◆ Work to do: Reproduce the passage of the wireless diversity article from "Received: 10 November" up to and including "on concerned quantities.".
-- BEGIN Supplied text --
Stefan R Panić¹Email author,
Dušan M Stefanović²,
Ivana M Petrović³,
Mihajlo Č Stefanović⁴,
Jelena A Anastasov⁴ and
Dragana S Krstić⁴

EURASIP Journal on Wireless Communications and Networking20112011:151

https://doi.org/10.1186/1687-1499-2011-151

Received: 10 November 2010

Accepted: 31 October 2011

Published: 31 October 2011

Abstract

In this article, infinite-series expressions for the second-order statistical measures of a macro-diversity structure operating over the Gamma shadowed κ-μ fading channels are provided. We have focused on MRC (maximal ratio combining) combining at each base station (micro-diversity), and selection combining (SC), based on output signal power values, between base stations (macro-diversity). Some numerical results of the system's level crossing rate and average fading duration are presented, in order to examine the influence of various parameters such as shadowing and fading severity and number of the diversity branches at the micro-combiners on concerned quantities.

1 Introduction

Wireless channels are simultaneously affected by short-term fading and long-term fading (shadowing) [1]. Shadowing is the result of the topographical elements and other structures in the transmission path such as trees, tall buildings, etc. Short-term fading (multipath) is a propagation phenomenon caused by atmospheric ducting, ionospheric reflection and refraction, and reflection from water bodies and terrestrial objects such as mountains and buildings. By considering important phenomena inherent to radio propagation, κ-μ short-term fading model was recently proposed in [2], as a model which describes the short-term signal variation in the presence of line-of-sight (LoS) components, and includes Rayleigh, Rician, and Nakagami-m fading models as special cases [3]. An efficient method for reducing short-term fading effect at micro-level (single base station) with the usage of multiple receiver antennas is called space diversity. Upgrading transmission reliability without increasing transmission power and bandwidth while increasing channel capacity is the main goal of space diversity techniques. There are several principal types of space combining techniques that can be generally performed by considering the amount of channel state information available at the receiver [4–6].
-- END Supplied text --
-- BEGIN Information shown --
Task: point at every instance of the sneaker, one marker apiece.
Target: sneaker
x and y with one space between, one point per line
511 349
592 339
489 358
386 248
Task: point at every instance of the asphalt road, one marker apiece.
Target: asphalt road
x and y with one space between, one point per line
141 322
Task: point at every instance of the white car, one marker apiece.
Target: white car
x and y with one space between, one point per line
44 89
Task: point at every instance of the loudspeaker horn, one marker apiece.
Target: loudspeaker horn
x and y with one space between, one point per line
-- END Information shown --
◆ Expected answer:
Received: 10 November 2010

Accepted: 31 October 2011

Published: 31 October 2011

Abstract

In this article, infinite-series expressions for the second-order statistical measures of a macro-diversity structure operating over the Gamma shadowed κ-μ fading channels are provided. We have focused on MRC (maximal ratio combining) combining at each base station (micro-diversity), and selection combining (SC), based on output signal power values, between base stations (macro-diversity). Some numerical results of the system's level crossing rate and average fading duration are presented, in order to examine the influence of various parameters such as shadowing and fading severity and number of the diversity branches at the micro-combiners on concerned quantities.